Answer these questions from the supplied passage:
(a) Research on the genotype/phenotype of which two enzymes may help reveal pyridostigmine bromide's role in Gulf War Syndrome?
(b) What current diagnostic accuracy for Alzheimer's disease does the passage give?
(c) Along with an increase of tau, what change in A beta 42 is named as a marker for Alzheimer's disease?

• Supplied passage:
○ ○ ○
Gulf War Syndrome has become a growing concern of US government, military Gulf war veterans and their families. It is suggested that research on genotype/phenotype of acetylcholinesterase and butyrylcholinesterase may help to discover the role of pyridostigmine bromide in the cause of Gulf War Syndrome.

Biological markers for the diagnosis of Alzheimer's disease

A diagnostic test for Alzheimer's disease (AD) based on biochemical markers in the cerebrospinal fluid can help improve diagnostic accuracy, which currently is approximately 90%, leaving every tenth AD patient undiagnosed or falsely diagnosed as having the disease. From all biochemical abnormalities described in AD patients, those related to the hallmark neuropathologic lesions, deposition of amyloid and formation of paired helical filaments mainly consisting of abnormally phosphorylated tau protein, are the most promising and the best documented, even though other markers bear some potential and remain to be further studied. Determining an increase of tau and a reduction of A beta 42 bears satisfactory, even though not absolute specificity for AD and represents a true aid for clinicians in diagnosing AD during the patients lifetime. It remains open if these markers will be helpful for the most challenging goal, diagnosing AD in the preclinical phase, when, according to morphological data, high amounts of these pathological proteins are already deposited in the brain tissue.
○ ○ ○
• Data to examine:

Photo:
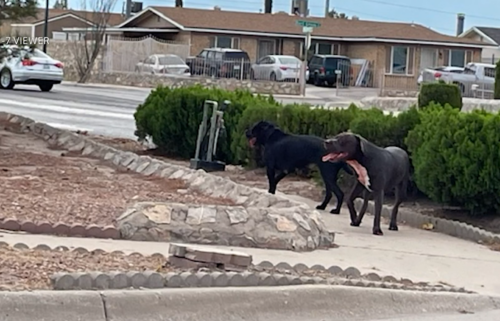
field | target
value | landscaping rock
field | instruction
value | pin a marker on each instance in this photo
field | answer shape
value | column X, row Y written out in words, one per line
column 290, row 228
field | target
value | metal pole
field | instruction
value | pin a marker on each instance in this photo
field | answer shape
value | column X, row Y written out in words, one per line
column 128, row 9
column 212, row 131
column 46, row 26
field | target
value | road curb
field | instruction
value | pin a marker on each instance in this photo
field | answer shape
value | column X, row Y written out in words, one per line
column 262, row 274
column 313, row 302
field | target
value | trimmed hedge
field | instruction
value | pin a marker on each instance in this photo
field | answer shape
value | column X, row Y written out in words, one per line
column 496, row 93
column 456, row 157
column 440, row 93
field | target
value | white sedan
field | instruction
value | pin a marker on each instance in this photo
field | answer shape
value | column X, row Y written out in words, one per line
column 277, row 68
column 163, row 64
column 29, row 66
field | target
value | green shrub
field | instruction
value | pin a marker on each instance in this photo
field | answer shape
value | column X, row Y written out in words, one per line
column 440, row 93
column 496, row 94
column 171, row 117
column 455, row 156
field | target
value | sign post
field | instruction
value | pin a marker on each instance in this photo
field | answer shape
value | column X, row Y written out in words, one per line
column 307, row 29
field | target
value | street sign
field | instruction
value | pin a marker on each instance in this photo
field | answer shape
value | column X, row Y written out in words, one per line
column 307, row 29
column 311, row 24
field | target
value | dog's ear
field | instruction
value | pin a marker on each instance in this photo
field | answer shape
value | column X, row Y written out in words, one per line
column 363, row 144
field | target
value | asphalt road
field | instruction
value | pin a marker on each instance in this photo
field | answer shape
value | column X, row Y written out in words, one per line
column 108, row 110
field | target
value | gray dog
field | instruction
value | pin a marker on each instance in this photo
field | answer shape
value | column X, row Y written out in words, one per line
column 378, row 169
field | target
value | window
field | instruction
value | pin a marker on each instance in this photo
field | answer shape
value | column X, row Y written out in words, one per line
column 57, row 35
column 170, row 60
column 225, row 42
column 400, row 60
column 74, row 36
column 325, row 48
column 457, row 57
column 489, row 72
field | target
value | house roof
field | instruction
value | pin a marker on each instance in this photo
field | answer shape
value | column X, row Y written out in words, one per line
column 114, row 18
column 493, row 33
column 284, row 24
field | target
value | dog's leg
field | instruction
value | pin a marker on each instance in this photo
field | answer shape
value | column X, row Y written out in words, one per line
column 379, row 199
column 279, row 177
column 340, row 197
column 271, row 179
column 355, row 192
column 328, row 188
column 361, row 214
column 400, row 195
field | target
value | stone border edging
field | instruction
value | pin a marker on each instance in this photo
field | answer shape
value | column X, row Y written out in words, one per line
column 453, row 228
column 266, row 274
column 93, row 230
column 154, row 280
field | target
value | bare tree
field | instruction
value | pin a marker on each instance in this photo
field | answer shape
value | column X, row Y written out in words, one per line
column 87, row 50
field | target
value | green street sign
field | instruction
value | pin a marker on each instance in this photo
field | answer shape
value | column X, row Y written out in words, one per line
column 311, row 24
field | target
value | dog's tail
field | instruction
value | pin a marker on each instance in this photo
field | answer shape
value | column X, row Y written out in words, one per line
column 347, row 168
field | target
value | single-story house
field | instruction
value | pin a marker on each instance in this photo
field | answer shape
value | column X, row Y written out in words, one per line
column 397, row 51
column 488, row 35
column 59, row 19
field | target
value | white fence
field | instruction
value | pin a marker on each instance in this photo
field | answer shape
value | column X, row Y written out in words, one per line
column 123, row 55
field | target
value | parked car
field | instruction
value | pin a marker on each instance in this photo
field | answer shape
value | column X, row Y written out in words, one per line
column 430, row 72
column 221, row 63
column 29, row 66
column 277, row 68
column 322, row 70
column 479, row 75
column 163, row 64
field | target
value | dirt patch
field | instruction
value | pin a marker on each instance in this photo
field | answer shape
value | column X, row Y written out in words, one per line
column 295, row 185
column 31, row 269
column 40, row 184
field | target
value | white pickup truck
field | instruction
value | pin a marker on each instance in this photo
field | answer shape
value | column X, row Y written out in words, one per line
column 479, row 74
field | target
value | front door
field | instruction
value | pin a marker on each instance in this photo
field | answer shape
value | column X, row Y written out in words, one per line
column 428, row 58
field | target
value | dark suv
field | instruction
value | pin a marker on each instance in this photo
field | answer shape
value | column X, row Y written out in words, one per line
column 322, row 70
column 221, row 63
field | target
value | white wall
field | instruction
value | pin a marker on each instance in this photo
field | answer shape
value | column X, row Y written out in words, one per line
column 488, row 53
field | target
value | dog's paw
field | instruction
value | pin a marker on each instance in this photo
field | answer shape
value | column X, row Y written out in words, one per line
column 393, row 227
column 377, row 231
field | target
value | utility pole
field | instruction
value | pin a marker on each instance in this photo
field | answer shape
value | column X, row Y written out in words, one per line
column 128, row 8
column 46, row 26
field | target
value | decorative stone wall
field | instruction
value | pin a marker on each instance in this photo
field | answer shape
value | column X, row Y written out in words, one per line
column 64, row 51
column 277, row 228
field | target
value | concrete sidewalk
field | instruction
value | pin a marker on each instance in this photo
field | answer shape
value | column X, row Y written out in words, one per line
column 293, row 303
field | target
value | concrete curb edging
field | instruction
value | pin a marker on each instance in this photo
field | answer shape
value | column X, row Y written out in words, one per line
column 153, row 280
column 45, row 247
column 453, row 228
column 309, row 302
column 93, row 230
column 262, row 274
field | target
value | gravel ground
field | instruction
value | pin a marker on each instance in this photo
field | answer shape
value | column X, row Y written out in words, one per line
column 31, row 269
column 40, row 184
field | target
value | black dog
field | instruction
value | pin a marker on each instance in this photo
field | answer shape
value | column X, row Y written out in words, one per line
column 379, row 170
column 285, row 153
○ ○ ○
• Expected answer:
(a) Acetylcholinesterase and butyrylcholinesterase
(b) Approximately 90%
(c) A reduction